### The problem
Rewrite the records below so that every occurrence of "even-odd convention" becomes "even-odd rule", keeping everything else the same.
-- Begin Records for this task --
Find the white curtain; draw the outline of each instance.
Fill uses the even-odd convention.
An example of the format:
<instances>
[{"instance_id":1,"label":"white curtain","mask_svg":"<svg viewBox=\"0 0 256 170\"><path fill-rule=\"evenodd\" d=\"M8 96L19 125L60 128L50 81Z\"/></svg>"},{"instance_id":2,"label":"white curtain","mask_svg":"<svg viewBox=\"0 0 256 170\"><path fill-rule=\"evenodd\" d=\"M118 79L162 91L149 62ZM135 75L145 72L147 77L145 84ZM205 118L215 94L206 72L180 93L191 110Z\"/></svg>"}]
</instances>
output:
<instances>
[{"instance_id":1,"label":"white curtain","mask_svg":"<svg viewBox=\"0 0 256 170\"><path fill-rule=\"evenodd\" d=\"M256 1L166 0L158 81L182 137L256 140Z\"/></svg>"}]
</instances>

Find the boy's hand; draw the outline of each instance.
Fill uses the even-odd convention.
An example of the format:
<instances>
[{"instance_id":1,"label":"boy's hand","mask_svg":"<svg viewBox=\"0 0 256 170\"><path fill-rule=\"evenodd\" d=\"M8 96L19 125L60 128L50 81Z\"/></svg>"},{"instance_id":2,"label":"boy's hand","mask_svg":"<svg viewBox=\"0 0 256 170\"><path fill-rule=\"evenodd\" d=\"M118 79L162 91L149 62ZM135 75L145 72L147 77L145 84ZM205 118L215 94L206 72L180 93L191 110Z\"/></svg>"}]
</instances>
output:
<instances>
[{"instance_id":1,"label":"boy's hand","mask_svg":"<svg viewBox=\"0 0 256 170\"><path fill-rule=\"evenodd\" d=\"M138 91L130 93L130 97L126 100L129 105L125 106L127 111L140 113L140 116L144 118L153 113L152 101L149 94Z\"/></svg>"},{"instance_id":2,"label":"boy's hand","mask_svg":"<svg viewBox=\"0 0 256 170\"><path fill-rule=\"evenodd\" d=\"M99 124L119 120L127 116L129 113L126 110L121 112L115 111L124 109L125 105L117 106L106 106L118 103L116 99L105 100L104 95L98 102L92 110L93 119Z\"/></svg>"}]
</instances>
-- End Records for this task --
### Solution to this problem
Find the white curtain; draw the outline of each instance.
Fill uses the even-odd rule.
An example of the format:
<instances>
[{"instance_id":1,"label":"white curtain","mask_svg":"<svg viewBox=\"0 0 256 170\"><path fill-rule=\"evenodd\" d=\"M8 96L19 125L60 128L50 81Z\"/></svg>"},{"instance_id":2,"label":"white curtain","mask_svg":"<svg viewBox=\"0 0 256 170\"><path fill-rule=\"evenodd\" d=\"M118 79L162 91L149 62ZM135 75L145 72L147 77L145 84ZM205 118L215 94L206 72L180 93L191 110Z\"/></svg>"}]
</instances>
output:
<instances>
[{"instance_id":1,"label":"white curtain","mask_svg":"<svg viewBox=\"0 0 256 170\"><path fill-rule=\"evenodd\" d=\"M256 1L166 0L158 81L182 137L256 140Z\"/></svg>"}]
</instances>

Find the boy's hand; draw the outline of each instance.
Fill uses the even-odd rule.
An example of the format:
<instances>
[{"instance_id":1,"label":"boy's hand","mask_svg":"<svg viewBox=\"0 0 256 170\"><path fill-rule=\"evenodd\" d=\"M8 96L19 125L60 128L50 81Z\"/></svg>"},{"instance_id":2,"label":"boy's hand","mask_svg":"<svg viewBox=\"0 0 256 170\"><path fill-rule=\"evenodd\" d=\"M118 79L162 91L149 62ZM135 75L145 72L147 77L145 84ZM205 118L215 94L206 72L180 93L191 110Z\"/></svg>"}]
</instances>
output:
<instances>
[{"instance_id":1,"label":"boy's hand","mask_svg":"<svg viewBox=\"0 0 256 170\"><path fill-rule=\"evenodd\" d=\"M138 91L130 93L130 97L126 100L129 105L125 106L127 111L140 113L140 116L144 118L153 113L152 101L149 94Z\"/></svg>"},{"instance_id":2,"label":"boy's hand","mask_svg":"<svg viewBox=\"0 0 256 170\"><path fill-rule=\"evenodd\" d=\"M99 124L119 120L127 116L129 113L126 110L121 112L115 111L124 109L125 105L117 106L106 106L118 103L116 99L105 100L104 95L98 102L92 110L93 119Z\"/></svg>"}]
</instances>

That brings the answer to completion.